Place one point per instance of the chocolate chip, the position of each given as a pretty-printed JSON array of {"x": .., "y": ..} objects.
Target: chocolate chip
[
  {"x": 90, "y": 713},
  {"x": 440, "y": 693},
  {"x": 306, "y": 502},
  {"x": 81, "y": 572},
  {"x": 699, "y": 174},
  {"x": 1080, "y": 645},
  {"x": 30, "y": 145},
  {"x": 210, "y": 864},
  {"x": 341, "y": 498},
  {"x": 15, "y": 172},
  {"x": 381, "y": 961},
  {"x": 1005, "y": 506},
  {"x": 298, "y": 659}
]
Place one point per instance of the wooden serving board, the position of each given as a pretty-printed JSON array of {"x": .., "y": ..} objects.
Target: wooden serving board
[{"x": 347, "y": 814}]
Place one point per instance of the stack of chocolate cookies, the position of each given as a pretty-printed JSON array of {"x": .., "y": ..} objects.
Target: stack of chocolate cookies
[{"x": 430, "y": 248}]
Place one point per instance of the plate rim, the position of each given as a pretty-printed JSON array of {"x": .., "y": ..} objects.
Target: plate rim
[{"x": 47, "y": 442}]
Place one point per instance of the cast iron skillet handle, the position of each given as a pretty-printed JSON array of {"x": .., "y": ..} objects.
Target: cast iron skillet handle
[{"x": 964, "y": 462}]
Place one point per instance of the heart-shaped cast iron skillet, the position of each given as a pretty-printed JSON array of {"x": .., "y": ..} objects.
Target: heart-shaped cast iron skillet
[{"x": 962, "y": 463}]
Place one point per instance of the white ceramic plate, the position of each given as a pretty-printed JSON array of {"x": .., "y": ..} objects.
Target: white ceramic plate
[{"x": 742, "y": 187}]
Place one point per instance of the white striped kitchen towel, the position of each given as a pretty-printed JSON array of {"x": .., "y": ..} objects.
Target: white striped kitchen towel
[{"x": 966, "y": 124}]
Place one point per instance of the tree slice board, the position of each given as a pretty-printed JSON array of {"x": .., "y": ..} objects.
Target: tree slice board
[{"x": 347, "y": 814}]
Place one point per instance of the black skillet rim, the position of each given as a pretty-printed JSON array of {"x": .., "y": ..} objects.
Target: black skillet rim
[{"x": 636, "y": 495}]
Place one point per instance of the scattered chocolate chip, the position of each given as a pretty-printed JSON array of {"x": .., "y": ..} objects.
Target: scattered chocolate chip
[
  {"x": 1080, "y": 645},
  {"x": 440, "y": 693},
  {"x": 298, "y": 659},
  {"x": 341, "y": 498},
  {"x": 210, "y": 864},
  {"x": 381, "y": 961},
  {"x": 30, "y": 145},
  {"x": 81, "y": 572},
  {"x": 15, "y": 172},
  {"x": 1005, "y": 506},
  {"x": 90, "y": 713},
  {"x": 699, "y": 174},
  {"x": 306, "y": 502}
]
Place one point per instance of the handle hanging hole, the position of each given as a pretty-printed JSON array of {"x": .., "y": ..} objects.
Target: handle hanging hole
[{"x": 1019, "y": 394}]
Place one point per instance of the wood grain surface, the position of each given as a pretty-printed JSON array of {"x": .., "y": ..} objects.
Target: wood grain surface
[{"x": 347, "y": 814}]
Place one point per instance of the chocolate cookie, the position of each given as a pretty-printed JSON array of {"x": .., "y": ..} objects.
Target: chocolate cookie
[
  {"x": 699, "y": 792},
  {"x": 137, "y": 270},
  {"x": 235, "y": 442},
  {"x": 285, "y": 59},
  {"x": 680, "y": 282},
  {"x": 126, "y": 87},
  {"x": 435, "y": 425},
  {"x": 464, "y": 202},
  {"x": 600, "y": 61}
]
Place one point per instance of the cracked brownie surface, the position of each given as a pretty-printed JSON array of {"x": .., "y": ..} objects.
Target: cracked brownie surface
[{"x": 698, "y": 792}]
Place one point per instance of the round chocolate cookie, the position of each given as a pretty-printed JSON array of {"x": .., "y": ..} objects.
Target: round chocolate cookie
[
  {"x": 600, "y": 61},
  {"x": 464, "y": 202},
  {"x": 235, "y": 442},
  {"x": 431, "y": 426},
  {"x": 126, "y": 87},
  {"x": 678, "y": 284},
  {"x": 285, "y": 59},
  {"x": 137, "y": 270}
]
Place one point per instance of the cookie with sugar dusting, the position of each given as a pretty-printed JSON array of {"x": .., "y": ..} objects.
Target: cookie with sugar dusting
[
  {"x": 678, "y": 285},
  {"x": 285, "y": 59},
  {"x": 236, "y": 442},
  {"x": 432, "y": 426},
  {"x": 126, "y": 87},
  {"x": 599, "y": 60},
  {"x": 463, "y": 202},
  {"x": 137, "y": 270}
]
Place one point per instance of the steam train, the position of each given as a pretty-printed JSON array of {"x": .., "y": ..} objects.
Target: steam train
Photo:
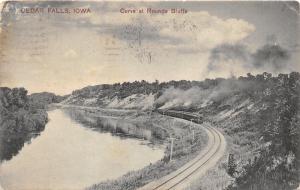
[{"x": 183, "y": 115}]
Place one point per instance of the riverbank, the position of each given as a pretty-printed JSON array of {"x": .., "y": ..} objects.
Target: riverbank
[
  {"x": 189, "y": 140},
  {"x": 20, "y": 121}
]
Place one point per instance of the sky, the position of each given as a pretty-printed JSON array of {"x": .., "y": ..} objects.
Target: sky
[{"x": 61, "y": 52}]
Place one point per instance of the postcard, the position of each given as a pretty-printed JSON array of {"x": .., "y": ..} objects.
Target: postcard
[{"x": 149, "y": 95}]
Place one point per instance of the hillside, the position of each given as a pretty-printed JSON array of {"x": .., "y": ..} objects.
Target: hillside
[
  {"x": 259, "y": 114},
  {"x": 22, "y": 117}
]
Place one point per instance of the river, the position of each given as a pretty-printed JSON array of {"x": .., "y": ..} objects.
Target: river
[{"x": 68, "y": 155}]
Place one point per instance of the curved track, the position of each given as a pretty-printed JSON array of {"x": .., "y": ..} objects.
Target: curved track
[{"x": 197, "y": 167}]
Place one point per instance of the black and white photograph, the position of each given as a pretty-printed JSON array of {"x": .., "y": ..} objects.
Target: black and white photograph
[{"x": 149, "y": 95}]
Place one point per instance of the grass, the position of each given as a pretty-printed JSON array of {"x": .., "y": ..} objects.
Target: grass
[{"x": 153, "y": 127}]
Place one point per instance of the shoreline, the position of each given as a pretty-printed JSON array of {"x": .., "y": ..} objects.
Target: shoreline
[{"x": 185, "y": 149}]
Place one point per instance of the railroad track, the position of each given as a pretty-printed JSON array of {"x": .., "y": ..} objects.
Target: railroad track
[{"x": 197, "y": 167}]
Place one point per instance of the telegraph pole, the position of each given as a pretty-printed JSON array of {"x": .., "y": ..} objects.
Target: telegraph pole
[
  {"x": 192, "y": 130},
  {"x": 171, "y": 153}
]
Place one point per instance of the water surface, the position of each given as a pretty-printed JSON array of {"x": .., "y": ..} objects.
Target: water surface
[{"x": 69, "y": 156}]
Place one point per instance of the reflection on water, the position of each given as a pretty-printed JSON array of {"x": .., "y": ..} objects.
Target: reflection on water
[
  {"x": 69, "y": 156},
  {"x": 114, "y": 125}
]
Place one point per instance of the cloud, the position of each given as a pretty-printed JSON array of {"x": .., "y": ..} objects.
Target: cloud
[
  {"x": 237, "y": 59},
  {"x": 195, "y": 31},
  {"x": 272, "y": 57},
  {"x": 234, "y": 53},
  {"x": 70, "y": 54}
]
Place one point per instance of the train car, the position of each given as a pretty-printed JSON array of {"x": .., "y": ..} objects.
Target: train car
[{"x": 183, "y": 115}]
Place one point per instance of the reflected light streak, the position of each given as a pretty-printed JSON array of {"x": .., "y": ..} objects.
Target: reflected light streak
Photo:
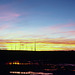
[{"x": 31, "y": 73}]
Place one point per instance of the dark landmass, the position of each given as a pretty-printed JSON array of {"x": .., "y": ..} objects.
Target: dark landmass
[{"x": 51, "y": 57}]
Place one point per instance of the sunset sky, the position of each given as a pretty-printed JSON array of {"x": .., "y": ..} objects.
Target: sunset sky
[{"x": 48, "y": 23}]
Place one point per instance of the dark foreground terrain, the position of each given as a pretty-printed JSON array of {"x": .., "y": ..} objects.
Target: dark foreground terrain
[{"x": 45, "y": 60}]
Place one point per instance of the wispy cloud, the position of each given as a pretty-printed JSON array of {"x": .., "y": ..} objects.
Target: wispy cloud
[{"x": 8, "y": 16}]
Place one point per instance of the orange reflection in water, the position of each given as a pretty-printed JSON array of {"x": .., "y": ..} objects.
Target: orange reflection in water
[{"x": 18, "y": 63}]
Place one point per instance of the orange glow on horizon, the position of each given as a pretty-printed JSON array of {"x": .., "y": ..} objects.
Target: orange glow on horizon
[{"x": 40, "y": 45}]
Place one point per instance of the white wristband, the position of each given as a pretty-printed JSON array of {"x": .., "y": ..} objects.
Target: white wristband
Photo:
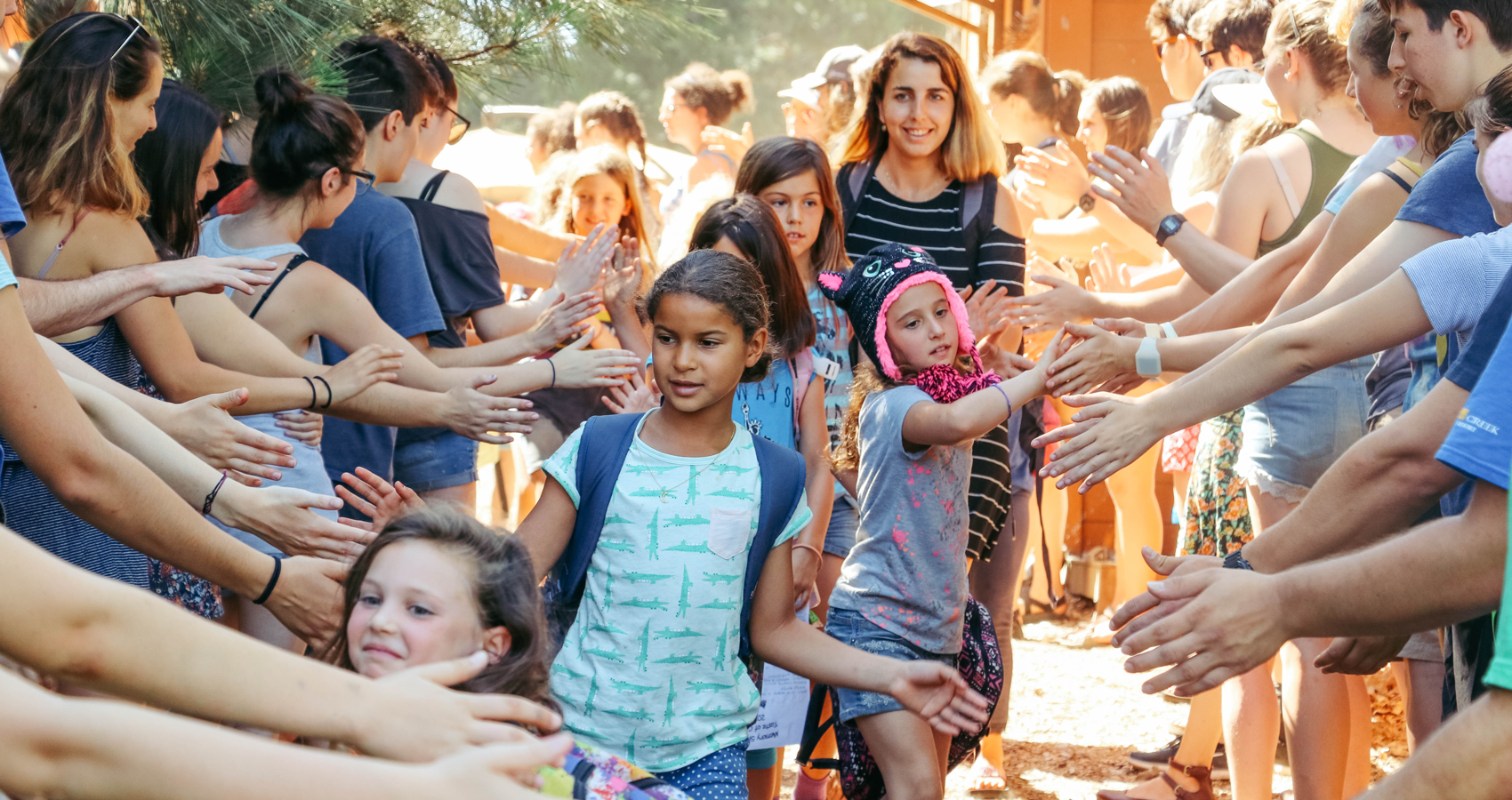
[{"x": 1146, "y": 359}]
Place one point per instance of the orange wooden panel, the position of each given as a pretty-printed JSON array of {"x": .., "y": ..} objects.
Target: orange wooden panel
[
  {"x": 1068, "y": 34},
  {"x": 1104, "y": 38}
]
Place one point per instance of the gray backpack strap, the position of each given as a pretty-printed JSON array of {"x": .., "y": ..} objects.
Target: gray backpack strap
[{"x": 977, "y": 207}]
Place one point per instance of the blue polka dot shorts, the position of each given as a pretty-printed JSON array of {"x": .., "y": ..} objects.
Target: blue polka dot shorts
[{"x": 715, "y": 776}]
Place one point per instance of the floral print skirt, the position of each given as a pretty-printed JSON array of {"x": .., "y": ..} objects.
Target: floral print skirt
[{"x": 1216, "y": 521}]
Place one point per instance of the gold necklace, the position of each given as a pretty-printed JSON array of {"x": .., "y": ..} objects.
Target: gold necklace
[{"x": 664, "y": 493}]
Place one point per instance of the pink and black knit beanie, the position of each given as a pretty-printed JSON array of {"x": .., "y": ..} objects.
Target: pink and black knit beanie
[{"x": 870, "y": 289}]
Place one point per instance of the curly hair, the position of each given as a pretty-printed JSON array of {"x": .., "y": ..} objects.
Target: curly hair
[{"x": 720, "y": 94}]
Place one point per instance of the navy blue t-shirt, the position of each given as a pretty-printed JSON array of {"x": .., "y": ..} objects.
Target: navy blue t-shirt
[
  {"x": 375, "y": 247},
  {"x": 11, "y": 215},
  {"x": 1449, "y": 196}
]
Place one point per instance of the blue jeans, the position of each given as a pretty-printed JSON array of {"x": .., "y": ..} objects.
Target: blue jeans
[
  {"x": 715, "y": 776},
  {"x": 855, "y": 629},
  {"x": 427, "y": 463},
  {"x": 1296, "y": 433}
]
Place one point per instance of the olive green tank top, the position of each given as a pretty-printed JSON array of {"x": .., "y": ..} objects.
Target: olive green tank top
[{"x": 1330, "y": 165}]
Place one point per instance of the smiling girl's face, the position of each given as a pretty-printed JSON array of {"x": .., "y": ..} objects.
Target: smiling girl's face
[
  {"x": 800, "y": 207},
  {"x": 416, "y": 607},
  {"x": 598, "y": 200},
  {"x": 917, "y": 108},
  {"x": 921, "y": 329}
]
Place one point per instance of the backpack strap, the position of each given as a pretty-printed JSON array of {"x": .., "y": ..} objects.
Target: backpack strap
[
  {"x": 782, "y": 476},
  {"x": 600, "y": 455},
  {"x": 434, "y": 185},
  {"x": 298, "y": 259},
  {"x": 978, "y": 203},
  {"x": 851, "y": 183}
]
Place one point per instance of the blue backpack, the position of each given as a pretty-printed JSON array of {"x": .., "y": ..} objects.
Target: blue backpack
[{"x": 600, "y": 455}]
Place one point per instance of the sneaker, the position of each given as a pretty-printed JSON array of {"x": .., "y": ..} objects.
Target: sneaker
[{"x": 1155, "y": 759}]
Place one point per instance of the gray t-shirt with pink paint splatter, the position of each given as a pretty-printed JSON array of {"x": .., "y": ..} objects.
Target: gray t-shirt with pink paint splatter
[{"x": 907, "y": 571}]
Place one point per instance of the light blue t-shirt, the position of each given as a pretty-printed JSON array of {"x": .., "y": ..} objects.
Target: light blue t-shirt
[
  {"x": 650, "y": 668},
  {"x": 1456, "y": 280},
  {"x": 1481, "y": 442},
  {"x": 374, "y": 245},
  {"x": 907, "y": 571},
  {"x": 766, "y": 407},
  {"x": 11, "y": 215}
]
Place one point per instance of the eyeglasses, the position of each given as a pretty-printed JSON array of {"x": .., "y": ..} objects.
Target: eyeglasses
[
  {"x": 460, "y": 126},
  {"x": 136, "y": 26}
]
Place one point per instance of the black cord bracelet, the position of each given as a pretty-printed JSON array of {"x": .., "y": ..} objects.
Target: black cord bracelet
[
  {"x": 328, "y": 395},
  {"x": 209, "y": 500},
  {"x": 268, "y": 590}
]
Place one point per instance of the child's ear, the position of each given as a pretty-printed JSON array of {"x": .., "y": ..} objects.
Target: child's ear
[
  {"x": 496, "y": 643},
  {"x": 755, "y": 347}
]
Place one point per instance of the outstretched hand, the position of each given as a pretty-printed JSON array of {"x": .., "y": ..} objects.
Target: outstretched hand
[
  {"x": 418, "y": 718},
  {"x": 1099, "y": 356},
  {"x": 1220, "y": 623},
  {"x": 1136, "y": 185},
  {"x": 1058, "y": 172},
  {"x": 1110, "y": 433},
  {"x": 377, "y": 500},
  {"x": 939, "y": 694},
  {"x": 1051, "y": 308},
  {"x": 581, "y": 265}
]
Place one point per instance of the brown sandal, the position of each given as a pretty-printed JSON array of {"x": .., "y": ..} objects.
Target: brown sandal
[{"x": 1202, "y": 774}]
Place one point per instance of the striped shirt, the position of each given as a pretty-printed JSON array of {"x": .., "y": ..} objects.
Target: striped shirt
[{"x": 935, "y": 226}]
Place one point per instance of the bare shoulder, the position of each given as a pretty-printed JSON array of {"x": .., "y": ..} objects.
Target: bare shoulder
[
  {"x": 112, "y": 241},
  {"x": 1006, "y": 209},
  {"x": 458, "y": 192}
]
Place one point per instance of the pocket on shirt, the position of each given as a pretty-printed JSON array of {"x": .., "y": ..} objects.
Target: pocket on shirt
[{"x": 729, "y": 532}]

====================

**Goal of the exercise:** Write only the number of lines in the material above where the string "streak" occurs.

**Response to the exercise:** 2